Exercice court:
Mettez à jour le passage sur la protection de l'animal sauvage en le recopiant depuis « Mais pour autant, la » jusqu'à « l’animal sauvage libre. ». Remplacez-y « cruauté » par « maltraitance ».

Passage extrait:

Mais pour autant, la solution, elle, ne réside pas simplement dans cette interprétation de l’article 515-14, parce que ce n’est pas suffisant pour assurer la protection de l’animal sauvage. Ce qui va manquer, ce sont les sanctions pénales. L’article 521-1 du code pénal, qui réprime les actes de cruauté, concerne uniquement, à l’heure actuelle, les actes qui sont commis à l’encontre des animaux domestiques, apprivoisés, ou tenus en captivité. On aura beau faire tous les raisonnements juridiques que l’on souhaite, on ne pourra pas appliquer, en l’état actuel du droit, cet article 521-1 du code pénal à l’animal sauvage libre.

Extraits de données:
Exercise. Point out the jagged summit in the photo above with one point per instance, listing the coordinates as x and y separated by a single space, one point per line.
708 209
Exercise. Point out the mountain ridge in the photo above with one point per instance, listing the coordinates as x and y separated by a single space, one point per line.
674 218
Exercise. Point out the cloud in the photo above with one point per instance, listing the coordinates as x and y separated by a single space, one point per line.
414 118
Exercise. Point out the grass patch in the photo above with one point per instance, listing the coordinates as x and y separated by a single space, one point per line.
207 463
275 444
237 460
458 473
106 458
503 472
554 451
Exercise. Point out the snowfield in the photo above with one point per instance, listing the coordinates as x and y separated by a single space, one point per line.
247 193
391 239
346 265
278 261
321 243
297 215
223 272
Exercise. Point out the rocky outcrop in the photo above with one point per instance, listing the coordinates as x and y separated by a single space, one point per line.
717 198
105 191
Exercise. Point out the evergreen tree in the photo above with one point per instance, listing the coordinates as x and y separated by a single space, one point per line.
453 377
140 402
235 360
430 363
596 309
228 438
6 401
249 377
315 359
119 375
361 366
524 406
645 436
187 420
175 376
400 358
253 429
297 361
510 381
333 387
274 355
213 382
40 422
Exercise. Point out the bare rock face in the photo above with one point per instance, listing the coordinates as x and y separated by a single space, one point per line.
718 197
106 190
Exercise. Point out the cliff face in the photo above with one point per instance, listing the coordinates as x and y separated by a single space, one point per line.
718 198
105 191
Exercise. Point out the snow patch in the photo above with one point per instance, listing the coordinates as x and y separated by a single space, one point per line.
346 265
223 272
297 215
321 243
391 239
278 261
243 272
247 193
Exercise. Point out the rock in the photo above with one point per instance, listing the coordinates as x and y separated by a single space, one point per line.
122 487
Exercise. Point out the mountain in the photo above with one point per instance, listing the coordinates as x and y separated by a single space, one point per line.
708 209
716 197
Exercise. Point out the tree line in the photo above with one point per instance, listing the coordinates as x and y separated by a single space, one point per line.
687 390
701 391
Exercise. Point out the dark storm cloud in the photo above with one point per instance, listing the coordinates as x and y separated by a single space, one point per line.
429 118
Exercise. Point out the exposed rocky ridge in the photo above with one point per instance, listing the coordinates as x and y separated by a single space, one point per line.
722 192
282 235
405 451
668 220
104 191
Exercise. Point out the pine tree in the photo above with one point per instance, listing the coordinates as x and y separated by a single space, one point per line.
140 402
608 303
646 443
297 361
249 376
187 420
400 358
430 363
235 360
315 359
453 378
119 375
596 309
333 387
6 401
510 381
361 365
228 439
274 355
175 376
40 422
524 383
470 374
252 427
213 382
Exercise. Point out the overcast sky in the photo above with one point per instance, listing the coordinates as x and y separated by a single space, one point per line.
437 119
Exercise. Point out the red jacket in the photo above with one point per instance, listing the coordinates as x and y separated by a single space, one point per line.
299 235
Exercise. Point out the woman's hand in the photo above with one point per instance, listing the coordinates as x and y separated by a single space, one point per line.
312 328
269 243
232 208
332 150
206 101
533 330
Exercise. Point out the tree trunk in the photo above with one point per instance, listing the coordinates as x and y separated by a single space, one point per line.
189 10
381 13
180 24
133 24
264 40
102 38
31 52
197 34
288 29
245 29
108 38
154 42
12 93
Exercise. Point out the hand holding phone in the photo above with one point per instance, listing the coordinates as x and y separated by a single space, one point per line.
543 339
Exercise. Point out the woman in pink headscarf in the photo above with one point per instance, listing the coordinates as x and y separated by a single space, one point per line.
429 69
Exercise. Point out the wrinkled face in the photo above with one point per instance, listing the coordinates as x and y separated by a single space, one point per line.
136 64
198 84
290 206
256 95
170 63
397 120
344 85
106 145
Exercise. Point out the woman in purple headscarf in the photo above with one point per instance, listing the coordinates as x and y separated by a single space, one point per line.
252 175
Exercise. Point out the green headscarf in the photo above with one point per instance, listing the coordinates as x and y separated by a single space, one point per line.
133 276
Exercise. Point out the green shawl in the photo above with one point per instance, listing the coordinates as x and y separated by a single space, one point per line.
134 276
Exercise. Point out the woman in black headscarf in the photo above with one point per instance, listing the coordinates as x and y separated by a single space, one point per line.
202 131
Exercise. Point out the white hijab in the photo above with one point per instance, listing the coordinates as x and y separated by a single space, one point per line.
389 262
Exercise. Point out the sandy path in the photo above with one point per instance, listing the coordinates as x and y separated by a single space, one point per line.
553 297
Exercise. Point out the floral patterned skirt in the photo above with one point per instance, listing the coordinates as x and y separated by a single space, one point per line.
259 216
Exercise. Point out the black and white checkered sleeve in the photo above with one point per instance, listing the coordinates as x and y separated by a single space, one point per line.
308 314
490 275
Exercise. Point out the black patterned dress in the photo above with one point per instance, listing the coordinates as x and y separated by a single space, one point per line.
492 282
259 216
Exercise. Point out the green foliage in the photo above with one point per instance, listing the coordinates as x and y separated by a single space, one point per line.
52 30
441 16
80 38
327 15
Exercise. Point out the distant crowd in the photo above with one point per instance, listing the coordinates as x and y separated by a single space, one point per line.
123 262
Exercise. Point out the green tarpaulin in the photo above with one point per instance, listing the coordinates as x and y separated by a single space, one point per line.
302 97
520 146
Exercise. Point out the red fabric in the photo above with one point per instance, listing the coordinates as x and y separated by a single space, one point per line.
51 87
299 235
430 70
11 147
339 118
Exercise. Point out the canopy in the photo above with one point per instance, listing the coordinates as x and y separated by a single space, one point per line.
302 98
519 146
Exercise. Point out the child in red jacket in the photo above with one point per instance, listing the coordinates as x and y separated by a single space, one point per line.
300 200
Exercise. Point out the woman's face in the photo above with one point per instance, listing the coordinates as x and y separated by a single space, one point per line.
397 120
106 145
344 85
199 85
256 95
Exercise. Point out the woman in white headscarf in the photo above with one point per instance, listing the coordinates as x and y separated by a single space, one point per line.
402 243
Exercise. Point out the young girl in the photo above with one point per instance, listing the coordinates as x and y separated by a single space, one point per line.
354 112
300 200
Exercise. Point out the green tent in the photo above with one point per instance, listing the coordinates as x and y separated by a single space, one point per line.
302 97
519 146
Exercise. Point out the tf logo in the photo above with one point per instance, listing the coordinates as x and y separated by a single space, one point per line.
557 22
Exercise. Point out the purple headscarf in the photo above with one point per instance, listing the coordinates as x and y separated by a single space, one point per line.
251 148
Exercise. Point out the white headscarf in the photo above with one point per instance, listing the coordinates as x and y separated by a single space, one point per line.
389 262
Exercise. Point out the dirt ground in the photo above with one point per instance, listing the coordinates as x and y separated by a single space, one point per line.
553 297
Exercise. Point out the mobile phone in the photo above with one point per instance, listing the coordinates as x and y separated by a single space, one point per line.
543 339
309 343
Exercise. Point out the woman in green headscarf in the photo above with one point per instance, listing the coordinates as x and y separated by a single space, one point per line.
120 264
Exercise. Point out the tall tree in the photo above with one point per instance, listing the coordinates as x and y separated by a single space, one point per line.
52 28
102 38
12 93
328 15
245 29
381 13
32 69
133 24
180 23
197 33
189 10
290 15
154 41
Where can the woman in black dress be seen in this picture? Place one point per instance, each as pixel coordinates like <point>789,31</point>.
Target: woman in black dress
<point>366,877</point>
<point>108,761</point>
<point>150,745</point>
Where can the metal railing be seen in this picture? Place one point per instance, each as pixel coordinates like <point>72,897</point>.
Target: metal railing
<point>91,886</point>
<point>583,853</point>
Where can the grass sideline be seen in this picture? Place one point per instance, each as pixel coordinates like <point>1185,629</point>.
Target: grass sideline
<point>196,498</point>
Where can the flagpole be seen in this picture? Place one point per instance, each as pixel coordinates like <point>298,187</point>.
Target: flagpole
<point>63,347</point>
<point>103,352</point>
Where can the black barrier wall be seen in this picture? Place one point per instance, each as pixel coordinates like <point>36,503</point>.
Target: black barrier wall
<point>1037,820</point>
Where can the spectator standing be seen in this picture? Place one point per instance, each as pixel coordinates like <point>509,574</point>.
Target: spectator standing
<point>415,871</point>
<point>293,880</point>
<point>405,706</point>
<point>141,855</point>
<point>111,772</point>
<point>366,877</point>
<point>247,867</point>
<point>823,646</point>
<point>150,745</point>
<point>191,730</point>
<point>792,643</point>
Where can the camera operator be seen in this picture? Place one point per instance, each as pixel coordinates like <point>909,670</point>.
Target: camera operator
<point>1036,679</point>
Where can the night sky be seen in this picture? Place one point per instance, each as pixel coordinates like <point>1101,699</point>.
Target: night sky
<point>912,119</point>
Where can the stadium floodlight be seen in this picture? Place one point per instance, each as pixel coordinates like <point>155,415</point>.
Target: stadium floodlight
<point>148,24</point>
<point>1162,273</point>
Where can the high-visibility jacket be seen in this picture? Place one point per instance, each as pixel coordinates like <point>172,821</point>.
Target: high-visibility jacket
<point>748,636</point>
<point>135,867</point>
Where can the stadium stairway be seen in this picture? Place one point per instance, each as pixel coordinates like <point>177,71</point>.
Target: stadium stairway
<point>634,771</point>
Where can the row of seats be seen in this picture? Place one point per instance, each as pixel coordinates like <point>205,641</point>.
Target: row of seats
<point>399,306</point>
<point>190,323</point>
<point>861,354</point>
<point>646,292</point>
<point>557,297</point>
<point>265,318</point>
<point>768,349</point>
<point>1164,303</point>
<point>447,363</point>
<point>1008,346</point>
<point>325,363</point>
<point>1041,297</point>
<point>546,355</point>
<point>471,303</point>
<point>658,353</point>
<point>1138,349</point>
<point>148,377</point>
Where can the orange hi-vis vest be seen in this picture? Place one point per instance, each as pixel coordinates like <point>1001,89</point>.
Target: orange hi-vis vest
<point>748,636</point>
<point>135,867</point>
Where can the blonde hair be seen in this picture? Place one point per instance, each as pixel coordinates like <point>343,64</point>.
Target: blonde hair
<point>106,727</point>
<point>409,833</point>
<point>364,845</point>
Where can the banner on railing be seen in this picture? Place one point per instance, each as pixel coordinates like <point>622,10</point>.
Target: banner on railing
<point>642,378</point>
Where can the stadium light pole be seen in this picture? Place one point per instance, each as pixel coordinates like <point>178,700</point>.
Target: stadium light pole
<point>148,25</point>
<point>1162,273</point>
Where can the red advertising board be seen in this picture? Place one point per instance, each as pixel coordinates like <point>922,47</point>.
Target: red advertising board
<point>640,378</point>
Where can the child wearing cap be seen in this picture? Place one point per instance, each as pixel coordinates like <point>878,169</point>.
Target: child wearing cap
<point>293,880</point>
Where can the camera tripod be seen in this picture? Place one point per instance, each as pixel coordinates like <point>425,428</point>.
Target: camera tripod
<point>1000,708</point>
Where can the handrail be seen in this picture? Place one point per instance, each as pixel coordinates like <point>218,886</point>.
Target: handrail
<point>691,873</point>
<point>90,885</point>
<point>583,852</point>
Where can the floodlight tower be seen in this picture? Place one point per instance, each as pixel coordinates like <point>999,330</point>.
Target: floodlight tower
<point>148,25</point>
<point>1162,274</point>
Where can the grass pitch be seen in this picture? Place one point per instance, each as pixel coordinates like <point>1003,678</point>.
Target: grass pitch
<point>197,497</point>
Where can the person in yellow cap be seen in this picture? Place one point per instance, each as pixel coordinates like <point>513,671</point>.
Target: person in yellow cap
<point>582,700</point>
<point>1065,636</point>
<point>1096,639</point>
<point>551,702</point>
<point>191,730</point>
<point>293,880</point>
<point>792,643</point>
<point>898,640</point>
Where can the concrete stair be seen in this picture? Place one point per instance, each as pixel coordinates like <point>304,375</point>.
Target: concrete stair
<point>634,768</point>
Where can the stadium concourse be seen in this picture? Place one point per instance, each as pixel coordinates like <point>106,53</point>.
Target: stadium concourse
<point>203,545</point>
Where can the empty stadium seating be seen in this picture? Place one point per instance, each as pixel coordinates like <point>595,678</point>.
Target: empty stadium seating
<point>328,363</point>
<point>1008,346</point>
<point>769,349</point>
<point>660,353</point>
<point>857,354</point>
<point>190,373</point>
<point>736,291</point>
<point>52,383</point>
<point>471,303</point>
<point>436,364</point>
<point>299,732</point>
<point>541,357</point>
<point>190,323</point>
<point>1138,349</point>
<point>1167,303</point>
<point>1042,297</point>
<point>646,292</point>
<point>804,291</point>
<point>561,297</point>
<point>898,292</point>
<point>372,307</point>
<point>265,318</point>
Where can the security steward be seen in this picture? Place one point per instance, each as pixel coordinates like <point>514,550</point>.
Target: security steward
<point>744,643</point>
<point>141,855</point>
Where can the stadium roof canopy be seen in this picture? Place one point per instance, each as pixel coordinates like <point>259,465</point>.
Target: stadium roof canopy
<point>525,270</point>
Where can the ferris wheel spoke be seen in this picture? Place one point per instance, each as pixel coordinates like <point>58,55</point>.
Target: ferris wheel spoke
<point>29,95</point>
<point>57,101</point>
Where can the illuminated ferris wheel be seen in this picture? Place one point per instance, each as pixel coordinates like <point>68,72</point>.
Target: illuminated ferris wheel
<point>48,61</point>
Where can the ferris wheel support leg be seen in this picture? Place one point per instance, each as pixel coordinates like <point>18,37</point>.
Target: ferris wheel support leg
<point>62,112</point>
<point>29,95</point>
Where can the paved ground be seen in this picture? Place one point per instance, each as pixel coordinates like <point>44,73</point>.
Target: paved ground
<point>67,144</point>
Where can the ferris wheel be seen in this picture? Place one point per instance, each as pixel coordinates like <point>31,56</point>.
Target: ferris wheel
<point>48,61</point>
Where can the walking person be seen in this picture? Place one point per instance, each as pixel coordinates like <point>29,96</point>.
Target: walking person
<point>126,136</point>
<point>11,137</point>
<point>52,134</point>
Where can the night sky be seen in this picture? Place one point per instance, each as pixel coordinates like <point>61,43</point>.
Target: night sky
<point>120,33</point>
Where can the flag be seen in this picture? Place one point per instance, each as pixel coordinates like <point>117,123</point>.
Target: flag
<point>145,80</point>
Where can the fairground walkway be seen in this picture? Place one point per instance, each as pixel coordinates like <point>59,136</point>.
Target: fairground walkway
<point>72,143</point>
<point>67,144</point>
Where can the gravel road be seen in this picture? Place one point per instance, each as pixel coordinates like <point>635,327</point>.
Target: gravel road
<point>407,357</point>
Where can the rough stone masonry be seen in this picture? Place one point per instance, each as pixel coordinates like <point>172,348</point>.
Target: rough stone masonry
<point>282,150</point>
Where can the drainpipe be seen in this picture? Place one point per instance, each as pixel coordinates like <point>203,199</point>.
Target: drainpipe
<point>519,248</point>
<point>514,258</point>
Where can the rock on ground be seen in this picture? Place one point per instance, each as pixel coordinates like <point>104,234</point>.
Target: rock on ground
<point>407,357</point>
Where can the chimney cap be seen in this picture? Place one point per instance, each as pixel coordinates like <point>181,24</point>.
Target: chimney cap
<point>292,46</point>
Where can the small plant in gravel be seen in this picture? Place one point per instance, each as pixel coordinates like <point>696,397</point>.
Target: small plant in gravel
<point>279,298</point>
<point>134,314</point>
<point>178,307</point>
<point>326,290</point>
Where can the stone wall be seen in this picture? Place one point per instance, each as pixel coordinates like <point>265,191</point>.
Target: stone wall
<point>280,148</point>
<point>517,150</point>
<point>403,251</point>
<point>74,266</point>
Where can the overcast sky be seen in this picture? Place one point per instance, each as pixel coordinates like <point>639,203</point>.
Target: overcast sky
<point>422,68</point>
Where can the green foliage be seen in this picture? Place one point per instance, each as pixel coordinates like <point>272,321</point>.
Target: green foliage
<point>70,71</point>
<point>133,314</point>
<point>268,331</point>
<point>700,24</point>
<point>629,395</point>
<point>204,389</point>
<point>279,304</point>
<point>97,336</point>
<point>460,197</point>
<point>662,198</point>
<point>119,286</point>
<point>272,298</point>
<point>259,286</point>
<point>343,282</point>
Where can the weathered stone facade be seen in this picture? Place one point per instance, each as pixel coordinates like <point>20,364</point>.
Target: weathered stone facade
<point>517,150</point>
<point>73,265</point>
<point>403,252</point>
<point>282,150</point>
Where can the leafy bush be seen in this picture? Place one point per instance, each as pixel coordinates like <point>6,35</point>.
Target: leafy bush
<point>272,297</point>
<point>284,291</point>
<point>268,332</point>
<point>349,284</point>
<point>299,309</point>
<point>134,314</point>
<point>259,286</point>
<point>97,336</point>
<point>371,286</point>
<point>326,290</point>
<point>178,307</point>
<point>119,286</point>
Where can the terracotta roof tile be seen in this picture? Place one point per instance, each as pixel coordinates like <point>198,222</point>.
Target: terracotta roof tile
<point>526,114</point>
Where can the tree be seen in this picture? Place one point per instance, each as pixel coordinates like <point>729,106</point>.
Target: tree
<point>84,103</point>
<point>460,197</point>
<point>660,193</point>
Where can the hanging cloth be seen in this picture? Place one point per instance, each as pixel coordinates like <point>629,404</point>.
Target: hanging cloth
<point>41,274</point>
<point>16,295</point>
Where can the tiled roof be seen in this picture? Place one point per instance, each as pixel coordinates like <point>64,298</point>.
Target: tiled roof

Résultat ci-dessous:
Mais pour autant, la solution, elle, ne réside pas simplement dans cette interprétation de l’article 515-14, parce que ce n’est pas suffisant pour assurer la protection de l’animal sauvage. Ce qui va manquer, ce sont les sanctions pénales. L’article 521-1 du code pénal, qui réprime les actes de maltraitance, concerne uniquement, à l’heure actuelle, les actes qui sont commis à l’encontre des animaux domestiques, apprivoisés, ou tenus en captivité. On aura beau faire tous les raisonnements juridiques que l’on souhaite, on ne pourra pas appliquer, en l’état actuel du droit, cet article 521-1 du code pénal à l’animal sauvage libre.